[DATA FOR THIS TASK]:
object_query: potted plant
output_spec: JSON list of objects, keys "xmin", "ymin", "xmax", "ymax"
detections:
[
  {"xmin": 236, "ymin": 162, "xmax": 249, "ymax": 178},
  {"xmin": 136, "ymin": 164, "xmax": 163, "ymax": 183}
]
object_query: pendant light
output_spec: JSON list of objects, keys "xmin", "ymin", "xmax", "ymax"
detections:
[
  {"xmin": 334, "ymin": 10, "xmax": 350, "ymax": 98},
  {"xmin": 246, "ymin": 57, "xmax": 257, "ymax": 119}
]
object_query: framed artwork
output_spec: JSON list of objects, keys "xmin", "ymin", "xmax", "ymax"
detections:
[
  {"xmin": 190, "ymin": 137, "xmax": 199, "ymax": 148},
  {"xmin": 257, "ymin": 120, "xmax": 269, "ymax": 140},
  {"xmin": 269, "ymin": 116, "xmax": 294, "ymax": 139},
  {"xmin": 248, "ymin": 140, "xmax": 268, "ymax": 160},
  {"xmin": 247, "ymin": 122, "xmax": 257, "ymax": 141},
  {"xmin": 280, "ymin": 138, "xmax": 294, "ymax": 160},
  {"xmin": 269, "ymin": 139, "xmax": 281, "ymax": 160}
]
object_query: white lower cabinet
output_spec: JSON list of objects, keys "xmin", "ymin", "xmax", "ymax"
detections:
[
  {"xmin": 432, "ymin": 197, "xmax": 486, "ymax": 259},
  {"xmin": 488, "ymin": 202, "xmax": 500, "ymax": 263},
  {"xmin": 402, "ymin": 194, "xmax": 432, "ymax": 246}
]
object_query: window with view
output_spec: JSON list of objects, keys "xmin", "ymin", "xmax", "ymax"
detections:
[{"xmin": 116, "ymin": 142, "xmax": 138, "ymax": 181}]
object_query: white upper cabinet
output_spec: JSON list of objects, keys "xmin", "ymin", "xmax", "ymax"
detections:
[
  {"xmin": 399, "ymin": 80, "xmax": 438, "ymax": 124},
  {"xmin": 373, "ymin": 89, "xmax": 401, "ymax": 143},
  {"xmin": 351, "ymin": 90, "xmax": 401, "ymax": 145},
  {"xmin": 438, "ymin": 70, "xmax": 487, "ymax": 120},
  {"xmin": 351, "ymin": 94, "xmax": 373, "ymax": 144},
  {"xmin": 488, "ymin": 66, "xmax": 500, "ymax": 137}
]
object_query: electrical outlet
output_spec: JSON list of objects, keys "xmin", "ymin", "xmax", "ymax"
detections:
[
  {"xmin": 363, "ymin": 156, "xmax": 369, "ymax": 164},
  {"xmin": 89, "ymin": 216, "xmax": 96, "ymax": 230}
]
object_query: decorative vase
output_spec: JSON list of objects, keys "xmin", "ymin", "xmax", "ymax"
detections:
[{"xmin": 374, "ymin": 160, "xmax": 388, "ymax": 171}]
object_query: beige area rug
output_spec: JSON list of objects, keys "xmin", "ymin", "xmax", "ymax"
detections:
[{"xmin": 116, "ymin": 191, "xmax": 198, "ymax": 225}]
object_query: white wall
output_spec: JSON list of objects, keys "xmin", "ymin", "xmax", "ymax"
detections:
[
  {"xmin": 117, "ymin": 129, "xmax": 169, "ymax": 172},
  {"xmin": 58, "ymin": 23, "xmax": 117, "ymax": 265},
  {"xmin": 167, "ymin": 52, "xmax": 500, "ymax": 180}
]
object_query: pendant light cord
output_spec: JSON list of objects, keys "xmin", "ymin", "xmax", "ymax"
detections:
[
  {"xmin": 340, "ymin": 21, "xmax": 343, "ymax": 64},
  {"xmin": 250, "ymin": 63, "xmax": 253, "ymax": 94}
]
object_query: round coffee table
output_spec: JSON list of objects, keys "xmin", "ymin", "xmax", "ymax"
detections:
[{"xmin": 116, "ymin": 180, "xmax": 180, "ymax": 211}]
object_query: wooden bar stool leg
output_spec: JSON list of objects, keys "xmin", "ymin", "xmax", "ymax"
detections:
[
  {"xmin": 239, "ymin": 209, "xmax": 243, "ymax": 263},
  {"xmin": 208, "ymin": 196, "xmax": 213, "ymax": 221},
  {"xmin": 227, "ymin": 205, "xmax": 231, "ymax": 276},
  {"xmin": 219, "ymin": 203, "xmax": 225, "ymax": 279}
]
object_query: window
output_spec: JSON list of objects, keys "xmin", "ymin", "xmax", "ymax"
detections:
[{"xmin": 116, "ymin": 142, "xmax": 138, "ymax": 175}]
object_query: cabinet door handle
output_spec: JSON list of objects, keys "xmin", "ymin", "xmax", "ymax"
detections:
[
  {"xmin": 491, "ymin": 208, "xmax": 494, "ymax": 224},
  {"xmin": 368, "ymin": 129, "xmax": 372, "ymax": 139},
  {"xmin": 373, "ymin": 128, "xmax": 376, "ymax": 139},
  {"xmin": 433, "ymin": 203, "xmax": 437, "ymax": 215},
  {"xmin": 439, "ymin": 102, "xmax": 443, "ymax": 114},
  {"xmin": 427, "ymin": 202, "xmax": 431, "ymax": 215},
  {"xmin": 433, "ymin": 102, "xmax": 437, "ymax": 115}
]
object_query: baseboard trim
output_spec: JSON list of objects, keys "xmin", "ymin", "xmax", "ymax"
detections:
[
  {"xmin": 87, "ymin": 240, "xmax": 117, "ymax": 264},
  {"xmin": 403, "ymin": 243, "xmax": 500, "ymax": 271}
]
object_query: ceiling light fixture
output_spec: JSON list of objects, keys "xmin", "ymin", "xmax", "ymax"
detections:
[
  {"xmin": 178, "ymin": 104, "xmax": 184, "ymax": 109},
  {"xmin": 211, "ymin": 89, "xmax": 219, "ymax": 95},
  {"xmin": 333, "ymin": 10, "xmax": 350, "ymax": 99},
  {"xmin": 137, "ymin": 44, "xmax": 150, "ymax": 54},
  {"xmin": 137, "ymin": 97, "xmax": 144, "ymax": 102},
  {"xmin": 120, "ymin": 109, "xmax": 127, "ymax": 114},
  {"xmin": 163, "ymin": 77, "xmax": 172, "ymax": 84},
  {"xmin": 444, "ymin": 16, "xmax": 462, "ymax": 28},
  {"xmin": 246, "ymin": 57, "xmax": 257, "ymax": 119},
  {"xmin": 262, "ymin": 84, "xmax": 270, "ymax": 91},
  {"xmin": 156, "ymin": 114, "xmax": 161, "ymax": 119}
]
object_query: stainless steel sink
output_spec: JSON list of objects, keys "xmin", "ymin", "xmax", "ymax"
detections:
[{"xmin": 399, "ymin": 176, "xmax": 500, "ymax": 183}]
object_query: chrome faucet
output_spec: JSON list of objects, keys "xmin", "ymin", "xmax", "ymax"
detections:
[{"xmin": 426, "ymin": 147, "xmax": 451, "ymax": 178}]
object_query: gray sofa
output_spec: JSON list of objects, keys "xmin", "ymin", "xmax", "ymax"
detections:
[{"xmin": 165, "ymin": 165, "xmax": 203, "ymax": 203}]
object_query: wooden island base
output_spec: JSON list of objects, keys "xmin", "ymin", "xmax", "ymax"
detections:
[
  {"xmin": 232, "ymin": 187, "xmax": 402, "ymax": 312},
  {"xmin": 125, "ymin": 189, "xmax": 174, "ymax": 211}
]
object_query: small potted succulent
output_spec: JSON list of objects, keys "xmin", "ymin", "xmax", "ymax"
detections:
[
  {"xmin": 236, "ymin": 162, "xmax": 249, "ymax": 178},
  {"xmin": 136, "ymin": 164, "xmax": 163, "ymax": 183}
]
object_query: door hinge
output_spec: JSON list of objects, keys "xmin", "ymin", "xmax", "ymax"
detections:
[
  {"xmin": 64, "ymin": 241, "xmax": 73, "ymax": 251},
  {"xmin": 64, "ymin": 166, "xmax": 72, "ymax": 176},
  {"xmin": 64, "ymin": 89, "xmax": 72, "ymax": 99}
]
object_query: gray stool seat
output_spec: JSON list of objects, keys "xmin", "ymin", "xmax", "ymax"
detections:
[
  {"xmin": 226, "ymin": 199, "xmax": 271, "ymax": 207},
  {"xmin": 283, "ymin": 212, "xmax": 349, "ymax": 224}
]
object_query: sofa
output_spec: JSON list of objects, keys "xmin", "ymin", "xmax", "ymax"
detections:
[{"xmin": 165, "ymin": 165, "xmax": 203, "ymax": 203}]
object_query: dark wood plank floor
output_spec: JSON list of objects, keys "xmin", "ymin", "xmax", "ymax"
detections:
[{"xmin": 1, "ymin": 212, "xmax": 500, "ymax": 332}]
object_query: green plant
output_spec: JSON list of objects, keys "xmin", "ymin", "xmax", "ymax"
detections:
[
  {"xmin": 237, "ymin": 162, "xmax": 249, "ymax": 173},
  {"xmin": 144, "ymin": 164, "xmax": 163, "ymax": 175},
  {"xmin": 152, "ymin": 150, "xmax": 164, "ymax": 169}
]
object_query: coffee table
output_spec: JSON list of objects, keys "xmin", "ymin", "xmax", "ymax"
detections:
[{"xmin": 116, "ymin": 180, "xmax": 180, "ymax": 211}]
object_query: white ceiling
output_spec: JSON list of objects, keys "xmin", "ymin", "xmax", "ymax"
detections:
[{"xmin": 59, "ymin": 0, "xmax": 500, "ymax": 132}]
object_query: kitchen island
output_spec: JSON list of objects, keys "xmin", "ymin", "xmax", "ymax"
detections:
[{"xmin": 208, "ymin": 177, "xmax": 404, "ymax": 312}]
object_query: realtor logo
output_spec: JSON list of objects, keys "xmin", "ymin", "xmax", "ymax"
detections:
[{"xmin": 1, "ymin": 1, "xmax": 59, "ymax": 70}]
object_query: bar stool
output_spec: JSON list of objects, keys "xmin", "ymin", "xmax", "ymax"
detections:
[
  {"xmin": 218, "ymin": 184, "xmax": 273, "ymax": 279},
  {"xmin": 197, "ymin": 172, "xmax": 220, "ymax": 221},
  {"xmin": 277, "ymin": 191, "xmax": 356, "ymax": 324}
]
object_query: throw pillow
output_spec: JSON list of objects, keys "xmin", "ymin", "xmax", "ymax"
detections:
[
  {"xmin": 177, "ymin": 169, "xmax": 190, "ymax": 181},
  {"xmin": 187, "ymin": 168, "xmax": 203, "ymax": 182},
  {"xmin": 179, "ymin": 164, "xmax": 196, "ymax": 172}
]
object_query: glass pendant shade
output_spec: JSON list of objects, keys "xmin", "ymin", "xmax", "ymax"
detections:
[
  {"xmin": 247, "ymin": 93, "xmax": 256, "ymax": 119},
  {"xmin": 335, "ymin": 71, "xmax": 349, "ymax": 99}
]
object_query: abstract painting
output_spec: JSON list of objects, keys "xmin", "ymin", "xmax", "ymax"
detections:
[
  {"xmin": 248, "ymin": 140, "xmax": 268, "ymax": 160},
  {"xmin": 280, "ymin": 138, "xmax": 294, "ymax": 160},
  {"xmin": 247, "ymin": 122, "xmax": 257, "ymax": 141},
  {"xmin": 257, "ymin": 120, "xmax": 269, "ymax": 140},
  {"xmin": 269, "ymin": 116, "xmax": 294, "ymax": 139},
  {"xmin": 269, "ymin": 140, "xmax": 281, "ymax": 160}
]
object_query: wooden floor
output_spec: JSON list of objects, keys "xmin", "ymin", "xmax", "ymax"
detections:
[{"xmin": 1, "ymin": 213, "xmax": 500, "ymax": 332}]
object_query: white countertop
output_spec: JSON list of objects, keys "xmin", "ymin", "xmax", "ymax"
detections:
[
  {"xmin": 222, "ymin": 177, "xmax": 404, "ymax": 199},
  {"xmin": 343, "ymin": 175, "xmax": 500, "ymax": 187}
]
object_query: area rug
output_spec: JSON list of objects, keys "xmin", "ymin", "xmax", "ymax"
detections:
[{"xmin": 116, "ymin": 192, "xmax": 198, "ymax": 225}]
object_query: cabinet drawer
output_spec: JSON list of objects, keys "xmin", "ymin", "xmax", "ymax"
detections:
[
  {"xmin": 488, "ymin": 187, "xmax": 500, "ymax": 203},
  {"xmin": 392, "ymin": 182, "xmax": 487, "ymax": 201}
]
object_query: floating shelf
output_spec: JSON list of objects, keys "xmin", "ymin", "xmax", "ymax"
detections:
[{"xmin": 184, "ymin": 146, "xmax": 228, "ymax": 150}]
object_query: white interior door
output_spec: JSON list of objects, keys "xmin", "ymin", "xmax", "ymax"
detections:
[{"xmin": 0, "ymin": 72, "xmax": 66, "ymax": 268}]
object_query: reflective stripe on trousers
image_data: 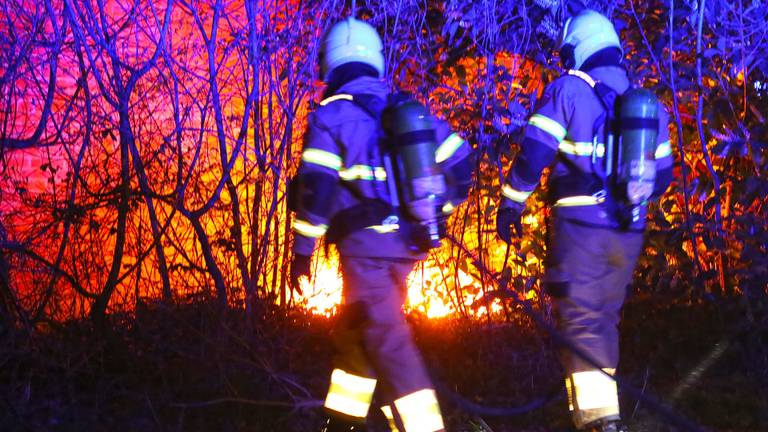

[WHAT YOU ARE ASKED TO DO]:
Copy out each line in the listing that has the word "sofa".

[SOLUTION]:
object_query: gray sofa
object_query: sofa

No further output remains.